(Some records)
◇ ◇ ◇

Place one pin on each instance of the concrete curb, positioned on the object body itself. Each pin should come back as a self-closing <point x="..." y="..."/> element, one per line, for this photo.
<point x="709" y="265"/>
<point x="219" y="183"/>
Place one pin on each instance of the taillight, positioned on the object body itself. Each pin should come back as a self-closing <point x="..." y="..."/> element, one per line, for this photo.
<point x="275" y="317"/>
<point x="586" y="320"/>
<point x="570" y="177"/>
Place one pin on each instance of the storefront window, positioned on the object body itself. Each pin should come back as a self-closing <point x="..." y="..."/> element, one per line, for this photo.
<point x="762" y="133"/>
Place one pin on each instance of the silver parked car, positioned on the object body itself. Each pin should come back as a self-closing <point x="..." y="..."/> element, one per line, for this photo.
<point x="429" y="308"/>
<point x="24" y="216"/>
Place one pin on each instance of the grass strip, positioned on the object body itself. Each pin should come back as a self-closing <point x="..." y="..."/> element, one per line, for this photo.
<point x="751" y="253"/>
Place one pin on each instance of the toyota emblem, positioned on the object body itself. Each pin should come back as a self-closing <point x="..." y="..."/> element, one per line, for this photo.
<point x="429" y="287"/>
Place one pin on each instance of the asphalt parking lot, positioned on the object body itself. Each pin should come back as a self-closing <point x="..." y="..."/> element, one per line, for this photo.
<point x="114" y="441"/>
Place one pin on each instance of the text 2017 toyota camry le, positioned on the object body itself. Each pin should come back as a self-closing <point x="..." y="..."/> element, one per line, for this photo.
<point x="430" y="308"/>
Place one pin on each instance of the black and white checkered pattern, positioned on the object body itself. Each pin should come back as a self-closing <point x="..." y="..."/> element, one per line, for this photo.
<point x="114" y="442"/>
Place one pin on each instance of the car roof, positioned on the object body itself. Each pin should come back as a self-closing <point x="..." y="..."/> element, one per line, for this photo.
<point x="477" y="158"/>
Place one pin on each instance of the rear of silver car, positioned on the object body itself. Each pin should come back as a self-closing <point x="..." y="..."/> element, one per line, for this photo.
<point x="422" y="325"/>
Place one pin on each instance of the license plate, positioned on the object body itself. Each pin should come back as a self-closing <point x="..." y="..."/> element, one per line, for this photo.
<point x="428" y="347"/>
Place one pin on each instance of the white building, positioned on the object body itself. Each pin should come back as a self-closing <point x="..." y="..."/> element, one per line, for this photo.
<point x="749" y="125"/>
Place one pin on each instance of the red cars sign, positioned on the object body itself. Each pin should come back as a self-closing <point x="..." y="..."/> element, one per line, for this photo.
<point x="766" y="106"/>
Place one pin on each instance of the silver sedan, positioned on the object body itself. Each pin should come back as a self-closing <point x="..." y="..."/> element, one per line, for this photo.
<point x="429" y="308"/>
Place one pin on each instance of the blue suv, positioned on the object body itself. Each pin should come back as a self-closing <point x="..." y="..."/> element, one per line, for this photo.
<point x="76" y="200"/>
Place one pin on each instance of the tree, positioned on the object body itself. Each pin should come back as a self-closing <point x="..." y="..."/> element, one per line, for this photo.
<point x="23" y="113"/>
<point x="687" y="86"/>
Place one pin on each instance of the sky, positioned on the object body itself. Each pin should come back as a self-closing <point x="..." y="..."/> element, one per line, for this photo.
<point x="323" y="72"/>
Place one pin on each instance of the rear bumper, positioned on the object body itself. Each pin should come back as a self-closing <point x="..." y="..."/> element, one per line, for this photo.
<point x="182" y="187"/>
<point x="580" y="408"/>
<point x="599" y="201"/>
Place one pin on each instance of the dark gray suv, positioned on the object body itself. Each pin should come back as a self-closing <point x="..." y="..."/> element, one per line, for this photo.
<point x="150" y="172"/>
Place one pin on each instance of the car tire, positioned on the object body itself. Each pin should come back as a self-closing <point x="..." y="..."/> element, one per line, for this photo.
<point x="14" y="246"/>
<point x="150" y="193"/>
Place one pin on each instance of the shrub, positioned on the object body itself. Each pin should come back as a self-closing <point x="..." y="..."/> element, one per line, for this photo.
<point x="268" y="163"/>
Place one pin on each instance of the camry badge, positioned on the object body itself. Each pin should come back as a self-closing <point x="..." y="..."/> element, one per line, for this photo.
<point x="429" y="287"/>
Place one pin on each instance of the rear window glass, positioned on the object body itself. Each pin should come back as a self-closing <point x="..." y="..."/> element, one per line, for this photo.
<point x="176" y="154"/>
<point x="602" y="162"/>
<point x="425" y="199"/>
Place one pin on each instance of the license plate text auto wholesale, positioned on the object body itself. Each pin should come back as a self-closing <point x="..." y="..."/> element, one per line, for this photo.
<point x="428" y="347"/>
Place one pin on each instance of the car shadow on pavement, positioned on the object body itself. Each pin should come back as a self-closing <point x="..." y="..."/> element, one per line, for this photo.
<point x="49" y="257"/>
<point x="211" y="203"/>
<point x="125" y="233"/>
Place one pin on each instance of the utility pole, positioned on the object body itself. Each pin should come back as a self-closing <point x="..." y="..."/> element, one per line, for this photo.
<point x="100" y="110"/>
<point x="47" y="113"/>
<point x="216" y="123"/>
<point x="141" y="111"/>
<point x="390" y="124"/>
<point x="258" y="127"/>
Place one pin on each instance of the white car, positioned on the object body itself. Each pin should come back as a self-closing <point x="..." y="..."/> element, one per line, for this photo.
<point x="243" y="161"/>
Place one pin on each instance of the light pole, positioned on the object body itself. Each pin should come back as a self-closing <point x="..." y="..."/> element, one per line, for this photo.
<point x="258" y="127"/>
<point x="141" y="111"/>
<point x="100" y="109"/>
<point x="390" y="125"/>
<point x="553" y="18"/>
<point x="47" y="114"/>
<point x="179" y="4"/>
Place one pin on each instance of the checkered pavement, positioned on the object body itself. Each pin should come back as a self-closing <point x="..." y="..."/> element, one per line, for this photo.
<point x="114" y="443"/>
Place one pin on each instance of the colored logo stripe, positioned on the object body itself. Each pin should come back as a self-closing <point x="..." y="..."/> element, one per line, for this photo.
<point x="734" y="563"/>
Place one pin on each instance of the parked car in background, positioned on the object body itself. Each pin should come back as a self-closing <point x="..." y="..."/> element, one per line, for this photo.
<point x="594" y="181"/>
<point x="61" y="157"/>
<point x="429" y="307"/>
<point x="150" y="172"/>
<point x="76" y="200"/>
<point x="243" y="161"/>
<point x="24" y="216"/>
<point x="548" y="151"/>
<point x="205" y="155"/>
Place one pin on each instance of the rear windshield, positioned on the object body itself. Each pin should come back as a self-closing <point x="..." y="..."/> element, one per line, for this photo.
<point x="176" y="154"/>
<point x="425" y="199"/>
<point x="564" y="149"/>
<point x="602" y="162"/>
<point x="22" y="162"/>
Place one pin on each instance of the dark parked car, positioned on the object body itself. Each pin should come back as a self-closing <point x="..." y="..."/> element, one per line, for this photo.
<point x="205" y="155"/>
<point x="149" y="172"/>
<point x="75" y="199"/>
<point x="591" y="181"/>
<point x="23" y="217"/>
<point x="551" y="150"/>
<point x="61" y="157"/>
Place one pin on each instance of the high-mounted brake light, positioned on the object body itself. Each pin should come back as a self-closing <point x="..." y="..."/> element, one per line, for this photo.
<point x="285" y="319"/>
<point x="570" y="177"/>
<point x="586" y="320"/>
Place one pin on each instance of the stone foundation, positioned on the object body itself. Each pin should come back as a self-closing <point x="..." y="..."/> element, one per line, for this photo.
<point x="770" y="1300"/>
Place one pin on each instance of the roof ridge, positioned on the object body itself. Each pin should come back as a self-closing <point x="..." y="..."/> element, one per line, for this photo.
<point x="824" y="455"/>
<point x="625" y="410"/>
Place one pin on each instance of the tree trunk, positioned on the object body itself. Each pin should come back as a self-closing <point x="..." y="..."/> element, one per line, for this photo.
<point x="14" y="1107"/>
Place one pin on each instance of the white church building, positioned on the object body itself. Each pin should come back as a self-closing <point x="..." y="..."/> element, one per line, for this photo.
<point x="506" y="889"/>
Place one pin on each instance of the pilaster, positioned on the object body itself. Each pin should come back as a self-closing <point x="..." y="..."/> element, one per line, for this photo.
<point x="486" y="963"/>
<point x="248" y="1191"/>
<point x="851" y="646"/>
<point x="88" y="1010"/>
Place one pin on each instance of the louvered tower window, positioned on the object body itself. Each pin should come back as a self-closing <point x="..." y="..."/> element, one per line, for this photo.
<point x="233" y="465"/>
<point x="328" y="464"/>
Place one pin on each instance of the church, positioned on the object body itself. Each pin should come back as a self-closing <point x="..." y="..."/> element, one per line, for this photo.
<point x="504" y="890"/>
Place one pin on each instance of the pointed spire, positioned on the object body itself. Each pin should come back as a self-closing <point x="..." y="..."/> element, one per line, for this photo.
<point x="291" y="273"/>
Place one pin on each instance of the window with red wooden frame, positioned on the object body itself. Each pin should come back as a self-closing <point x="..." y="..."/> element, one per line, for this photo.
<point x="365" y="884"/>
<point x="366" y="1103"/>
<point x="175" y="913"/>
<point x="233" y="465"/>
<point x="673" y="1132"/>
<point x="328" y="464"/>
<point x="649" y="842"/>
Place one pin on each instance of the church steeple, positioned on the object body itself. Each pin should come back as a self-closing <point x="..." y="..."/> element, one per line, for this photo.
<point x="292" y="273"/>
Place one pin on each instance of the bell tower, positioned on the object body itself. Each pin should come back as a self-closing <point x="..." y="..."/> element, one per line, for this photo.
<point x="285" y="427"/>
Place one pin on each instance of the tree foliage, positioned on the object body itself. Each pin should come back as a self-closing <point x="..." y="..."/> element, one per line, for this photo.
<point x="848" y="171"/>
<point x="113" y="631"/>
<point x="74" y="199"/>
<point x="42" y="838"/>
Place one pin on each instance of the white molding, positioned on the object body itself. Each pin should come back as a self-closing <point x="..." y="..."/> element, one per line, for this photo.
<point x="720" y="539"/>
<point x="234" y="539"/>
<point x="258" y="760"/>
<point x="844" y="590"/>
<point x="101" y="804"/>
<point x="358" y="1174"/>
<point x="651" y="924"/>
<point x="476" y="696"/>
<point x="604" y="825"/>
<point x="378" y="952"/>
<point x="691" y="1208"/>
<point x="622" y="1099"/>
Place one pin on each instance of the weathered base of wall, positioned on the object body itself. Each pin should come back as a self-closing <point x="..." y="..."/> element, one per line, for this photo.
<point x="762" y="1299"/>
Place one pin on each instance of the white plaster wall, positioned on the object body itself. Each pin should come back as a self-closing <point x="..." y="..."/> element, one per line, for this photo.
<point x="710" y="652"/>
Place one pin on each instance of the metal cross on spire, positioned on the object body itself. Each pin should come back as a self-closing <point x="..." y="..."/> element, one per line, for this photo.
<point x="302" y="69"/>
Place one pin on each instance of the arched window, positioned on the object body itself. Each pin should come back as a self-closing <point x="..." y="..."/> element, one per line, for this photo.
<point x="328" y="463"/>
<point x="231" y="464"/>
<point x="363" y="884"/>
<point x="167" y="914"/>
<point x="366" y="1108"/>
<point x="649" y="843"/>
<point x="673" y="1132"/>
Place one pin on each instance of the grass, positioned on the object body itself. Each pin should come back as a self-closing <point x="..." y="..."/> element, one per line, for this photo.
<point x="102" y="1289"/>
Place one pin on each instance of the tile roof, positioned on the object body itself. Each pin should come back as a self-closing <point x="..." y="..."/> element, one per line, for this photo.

◇ ◇ ◇

Problem description -
Copy the records above word for word, starting at the line that contains "Place one pin on each instance of the grass, positioned" and ending with the last line of the records.

Solution below -
Place one pin on each instance of the grass, positioned on the object body itself. Each pin should come back as a self-closing <point x="..." y="..."/> element, one per line, for this photo.
<point x="102" y="1289"/>
Place one pin on each instance of the tile roof, positioned on the object body itself. Each pin should come back as a self-closing <point x="..." y="..."/> element, one per line, for this photo.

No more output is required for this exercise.